### DATA PROVIDED
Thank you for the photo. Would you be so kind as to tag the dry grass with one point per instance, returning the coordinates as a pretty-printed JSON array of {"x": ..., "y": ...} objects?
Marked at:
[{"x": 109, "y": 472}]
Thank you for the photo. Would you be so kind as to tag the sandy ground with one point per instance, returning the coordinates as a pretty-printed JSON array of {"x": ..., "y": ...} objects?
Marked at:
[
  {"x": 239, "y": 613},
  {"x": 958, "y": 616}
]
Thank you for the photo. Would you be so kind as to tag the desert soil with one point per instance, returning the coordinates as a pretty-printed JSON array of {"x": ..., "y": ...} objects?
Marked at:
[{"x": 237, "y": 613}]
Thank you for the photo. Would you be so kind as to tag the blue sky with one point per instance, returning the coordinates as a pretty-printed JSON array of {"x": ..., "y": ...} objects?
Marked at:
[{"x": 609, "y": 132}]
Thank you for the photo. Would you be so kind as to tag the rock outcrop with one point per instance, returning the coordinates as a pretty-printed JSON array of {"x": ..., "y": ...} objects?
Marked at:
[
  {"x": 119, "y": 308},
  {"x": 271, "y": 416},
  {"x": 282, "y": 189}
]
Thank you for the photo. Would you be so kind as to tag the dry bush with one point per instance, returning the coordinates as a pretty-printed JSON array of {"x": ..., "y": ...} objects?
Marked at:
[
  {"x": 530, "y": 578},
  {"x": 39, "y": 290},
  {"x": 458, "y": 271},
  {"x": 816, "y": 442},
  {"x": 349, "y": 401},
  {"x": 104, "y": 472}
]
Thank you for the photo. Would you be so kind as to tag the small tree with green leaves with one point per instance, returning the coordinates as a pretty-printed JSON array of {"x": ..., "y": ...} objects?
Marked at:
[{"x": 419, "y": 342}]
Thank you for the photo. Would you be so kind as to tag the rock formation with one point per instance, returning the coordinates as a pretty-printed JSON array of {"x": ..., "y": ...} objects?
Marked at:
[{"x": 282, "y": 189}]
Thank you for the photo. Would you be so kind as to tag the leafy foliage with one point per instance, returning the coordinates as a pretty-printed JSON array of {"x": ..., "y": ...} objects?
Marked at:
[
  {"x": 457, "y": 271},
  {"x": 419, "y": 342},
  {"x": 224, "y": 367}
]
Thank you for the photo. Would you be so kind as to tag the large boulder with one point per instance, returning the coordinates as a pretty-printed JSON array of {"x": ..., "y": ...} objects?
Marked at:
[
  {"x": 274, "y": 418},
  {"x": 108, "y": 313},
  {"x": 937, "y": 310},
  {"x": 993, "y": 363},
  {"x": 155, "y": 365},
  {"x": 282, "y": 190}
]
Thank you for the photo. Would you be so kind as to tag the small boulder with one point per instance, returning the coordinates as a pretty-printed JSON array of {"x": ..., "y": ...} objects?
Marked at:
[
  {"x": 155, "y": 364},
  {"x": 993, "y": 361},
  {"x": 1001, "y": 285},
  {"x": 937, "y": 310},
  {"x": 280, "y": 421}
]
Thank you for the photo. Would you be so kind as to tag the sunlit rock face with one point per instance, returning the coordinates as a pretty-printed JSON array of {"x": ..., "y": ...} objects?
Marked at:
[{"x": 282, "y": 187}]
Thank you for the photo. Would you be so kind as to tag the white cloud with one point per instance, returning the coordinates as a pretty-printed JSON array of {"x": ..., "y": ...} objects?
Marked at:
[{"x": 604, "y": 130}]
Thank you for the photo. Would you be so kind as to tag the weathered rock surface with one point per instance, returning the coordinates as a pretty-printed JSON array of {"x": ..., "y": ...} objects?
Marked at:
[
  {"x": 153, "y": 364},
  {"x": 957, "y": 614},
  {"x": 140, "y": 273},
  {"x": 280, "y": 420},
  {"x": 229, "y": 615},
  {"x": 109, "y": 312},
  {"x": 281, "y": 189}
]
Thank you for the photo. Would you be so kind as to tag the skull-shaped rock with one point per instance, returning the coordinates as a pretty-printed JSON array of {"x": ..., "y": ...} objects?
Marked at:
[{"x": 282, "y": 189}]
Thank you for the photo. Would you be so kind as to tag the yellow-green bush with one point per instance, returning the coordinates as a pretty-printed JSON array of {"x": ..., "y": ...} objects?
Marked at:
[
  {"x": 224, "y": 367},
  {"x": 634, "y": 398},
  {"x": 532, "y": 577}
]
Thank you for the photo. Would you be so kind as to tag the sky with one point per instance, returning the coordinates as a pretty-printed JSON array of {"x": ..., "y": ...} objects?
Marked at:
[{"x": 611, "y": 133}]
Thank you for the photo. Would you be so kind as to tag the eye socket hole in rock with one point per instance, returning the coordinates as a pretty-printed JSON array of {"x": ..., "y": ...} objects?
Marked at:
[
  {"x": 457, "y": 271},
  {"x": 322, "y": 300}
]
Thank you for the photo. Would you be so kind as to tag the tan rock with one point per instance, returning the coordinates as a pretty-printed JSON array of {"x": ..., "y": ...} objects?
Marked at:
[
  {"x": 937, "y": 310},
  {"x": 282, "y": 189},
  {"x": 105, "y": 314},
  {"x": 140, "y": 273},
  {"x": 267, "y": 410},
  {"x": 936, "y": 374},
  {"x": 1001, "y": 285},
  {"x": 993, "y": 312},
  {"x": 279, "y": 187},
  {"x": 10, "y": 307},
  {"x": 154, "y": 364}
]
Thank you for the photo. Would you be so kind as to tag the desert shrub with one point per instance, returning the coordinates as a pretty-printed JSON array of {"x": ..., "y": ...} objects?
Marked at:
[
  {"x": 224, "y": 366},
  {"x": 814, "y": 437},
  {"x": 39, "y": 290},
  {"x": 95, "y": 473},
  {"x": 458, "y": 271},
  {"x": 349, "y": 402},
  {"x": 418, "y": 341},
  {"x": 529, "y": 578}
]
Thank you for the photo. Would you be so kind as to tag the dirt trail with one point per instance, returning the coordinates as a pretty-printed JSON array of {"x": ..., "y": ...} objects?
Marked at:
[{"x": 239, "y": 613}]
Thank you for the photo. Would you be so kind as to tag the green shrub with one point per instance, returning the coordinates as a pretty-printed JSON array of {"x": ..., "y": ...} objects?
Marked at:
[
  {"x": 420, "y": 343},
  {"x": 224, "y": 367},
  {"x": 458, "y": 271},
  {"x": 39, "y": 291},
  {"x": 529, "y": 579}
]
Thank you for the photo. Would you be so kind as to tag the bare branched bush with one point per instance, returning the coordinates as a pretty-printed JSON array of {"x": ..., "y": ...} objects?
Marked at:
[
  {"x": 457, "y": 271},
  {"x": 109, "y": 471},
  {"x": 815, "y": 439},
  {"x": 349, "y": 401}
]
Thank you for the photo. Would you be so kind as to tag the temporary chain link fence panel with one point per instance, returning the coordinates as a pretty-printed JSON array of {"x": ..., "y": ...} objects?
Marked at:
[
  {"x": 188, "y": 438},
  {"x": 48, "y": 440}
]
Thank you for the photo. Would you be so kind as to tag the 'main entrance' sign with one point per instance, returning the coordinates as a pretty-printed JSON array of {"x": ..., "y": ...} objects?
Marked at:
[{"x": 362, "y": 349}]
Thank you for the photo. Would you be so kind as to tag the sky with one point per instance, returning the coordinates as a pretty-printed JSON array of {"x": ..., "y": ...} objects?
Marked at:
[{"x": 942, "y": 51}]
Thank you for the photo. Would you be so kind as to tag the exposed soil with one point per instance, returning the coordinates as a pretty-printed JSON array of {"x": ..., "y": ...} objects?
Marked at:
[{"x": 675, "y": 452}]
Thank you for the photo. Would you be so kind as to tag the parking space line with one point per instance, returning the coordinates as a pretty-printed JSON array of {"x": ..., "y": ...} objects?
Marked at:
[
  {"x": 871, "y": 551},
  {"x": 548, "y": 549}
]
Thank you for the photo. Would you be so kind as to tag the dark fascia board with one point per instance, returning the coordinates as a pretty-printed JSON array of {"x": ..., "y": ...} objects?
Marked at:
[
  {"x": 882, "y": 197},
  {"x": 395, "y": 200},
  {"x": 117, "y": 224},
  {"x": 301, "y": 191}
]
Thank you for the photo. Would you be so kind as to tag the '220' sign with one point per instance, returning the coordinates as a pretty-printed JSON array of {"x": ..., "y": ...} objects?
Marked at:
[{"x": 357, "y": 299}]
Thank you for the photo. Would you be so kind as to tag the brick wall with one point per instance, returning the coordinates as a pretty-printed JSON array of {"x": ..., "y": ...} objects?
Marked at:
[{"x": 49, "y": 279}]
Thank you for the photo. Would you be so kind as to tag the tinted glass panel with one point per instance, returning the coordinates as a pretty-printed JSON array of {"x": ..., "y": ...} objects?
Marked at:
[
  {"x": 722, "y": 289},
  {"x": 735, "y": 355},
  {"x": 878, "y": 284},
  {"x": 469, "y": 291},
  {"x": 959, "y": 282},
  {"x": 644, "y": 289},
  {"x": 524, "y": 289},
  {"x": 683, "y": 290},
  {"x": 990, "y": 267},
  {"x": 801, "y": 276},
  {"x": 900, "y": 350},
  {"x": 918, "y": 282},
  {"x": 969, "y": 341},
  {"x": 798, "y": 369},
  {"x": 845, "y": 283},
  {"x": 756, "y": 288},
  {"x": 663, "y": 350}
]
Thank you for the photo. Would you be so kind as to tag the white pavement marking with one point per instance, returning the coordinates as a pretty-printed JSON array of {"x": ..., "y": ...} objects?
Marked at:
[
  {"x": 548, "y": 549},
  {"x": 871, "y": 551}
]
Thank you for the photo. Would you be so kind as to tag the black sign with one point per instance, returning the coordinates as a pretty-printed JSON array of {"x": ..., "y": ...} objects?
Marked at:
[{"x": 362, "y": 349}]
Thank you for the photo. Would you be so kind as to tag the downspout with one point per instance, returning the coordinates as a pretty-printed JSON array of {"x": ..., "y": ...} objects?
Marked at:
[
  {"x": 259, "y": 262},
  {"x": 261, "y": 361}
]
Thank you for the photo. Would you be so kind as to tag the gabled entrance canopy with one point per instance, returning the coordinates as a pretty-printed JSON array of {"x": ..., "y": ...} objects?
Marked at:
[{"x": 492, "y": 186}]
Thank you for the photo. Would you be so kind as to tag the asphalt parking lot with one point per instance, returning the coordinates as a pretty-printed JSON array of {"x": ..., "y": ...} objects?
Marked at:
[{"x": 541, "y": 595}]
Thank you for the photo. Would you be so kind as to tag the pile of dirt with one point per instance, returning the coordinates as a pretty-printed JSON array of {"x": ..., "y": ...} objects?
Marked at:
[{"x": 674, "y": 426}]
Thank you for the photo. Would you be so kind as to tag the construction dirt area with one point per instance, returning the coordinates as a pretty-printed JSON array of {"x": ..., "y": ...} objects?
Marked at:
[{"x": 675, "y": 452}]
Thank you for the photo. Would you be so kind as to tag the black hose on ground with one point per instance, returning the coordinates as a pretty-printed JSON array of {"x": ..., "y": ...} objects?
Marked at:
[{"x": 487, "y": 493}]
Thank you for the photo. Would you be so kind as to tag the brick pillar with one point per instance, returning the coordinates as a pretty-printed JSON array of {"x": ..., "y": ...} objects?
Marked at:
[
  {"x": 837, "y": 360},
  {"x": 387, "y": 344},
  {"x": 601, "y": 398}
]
######
▶ [WHAT THIS TASK INVOLVES] Copy out the lines of the data word for word, from the line containing "tag the construction" through the end of the data.

▶ [ANSWER TO THE TASK]
Thank you for the photo. Would you be so kind as to tag the construction dirt area with one point per instance, returning the coordinates as a pretty-printed JSON array of {"x": ..., "y": ...} objects?
Marked at:
[{"x": 675, "y": 452}]
Thank you for the photo. Would you be so kind as to tag the black hose on ground with one point per instance, returning the coordinates as a pretty-printed JSON array of {"x": ..., "y": ...} objects?
Marked at:
[{"x": 487, "y": 493}]
Thank you for the photo. Would you be so kind as to tag the brick pillar with one point per instance, returning the coordinates as a pretty-printed JSON array of {"x": ..., "y": ...} objects?
Marked at:
[
  {"x": 837, "y": 360},
  {"x": 387, "y": 344},
  {"x": 601, "y": 398}
]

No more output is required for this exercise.